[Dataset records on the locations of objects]
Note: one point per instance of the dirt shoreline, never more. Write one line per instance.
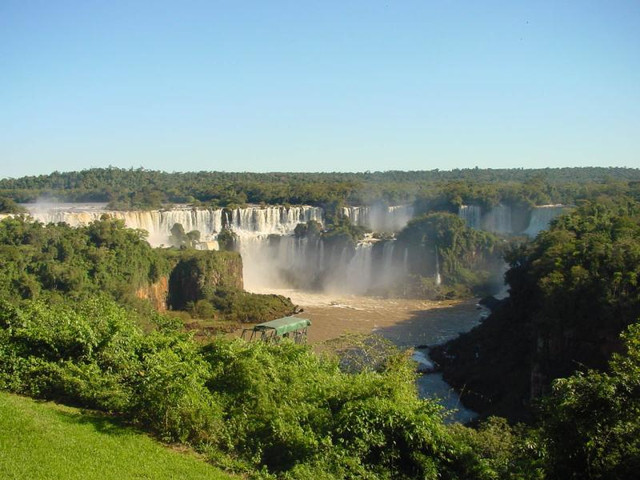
(406, 322)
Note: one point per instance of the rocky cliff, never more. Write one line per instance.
(157, 293)
(198, 273)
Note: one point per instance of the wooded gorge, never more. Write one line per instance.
(94, 316)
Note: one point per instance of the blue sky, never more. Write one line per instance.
(318, 85)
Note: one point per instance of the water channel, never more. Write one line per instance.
(407, 323)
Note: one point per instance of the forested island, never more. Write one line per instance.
(93, 315)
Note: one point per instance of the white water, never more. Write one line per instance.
(380, 218)
(499, 218)
(272, 256)
(245, 222)
(541, 218)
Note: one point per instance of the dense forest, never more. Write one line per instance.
(140, 188)
(573, 290)
(82, 322)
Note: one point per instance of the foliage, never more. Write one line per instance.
(57, 259)
(41, 441)
(591, 421)
(279, 407)
(572, 292)
(442, 244)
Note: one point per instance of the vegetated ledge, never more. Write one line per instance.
(490, 367)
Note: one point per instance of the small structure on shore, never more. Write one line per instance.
(294, 328)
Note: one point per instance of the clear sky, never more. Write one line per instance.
(318, 85)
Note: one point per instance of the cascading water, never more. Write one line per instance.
(499, 218)
(272, 255)
(541, 218)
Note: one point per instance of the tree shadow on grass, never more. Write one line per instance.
(101, 422)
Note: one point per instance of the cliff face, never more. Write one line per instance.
(157, 293)
(199, 273)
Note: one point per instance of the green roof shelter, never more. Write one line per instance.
(294, 328)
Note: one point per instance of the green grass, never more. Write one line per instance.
(41, 440)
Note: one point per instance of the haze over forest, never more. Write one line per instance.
(326, 86)
(320, 240)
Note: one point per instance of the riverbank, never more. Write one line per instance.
(405, 322)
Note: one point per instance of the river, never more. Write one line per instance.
(405, 322)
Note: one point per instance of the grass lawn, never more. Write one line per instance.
(41, 440)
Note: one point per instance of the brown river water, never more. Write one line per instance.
(405, 322)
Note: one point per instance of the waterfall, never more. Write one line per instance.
(272, 256)
(246, 222)
(472, 215)
(541, 218)
(380, 218)
(359, 271)
(438, 277)
(498, 220)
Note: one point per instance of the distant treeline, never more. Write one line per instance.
(140, 188)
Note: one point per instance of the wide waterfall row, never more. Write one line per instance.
(541, 218)
(311, 263)
(380, 218)
(507, 220)
(246, 222)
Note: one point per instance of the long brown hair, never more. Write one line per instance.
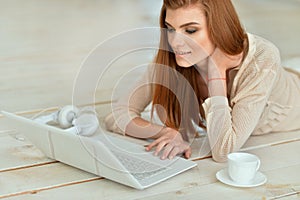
(225, 32)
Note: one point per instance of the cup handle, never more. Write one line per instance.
(258, 165)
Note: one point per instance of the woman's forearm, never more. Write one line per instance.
(216, 81)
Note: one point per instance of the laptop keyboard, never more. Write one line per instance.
(139, 168)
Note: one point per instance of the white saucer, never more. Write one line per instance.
(223, 176)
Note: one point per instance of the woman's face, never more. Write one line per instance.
(188, 35)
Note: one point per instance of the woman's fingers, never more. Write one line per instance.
(188, 153)
(153, 144)
(167, 151)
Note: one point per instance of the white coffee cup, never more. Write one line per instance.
(242, 167)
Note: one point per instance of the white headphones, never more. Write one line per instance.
(77, 121)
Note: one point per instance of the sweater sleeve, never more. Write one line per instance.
(130, 105)
(229, 127)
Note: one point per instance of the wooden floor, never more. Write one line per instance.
(46, 45)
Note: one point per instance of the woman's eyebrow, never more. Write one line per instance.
(183, 25)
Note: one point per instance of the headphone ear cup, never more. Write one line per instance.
(66, 116)
(86, 124)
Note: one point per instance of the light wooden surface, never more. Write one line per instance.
(43, 47)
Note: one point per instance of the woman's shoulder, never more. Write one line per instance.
(262, 53)
(262, 46)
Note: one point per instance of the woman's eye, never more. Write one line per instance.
(191, 31)
(170, 30)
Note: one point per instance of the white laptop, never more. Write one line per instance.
(103, 154)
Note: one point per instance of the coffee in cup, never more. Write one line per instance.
(242, 167)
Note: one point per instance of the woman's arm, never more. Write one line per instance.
(229, 128)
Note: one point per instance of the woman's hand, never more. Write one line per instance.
(171, 143)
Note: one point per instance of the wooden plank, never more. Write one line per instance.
(16, 152)
(200, 180)
(18, 182)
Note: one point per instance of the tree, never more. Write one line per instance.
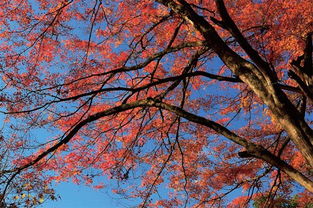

● **GIVEN TASK**:
Count the lines of the records above that contain the string "waterfall". Give only the number.

● **ANSWER IN FULL**:
2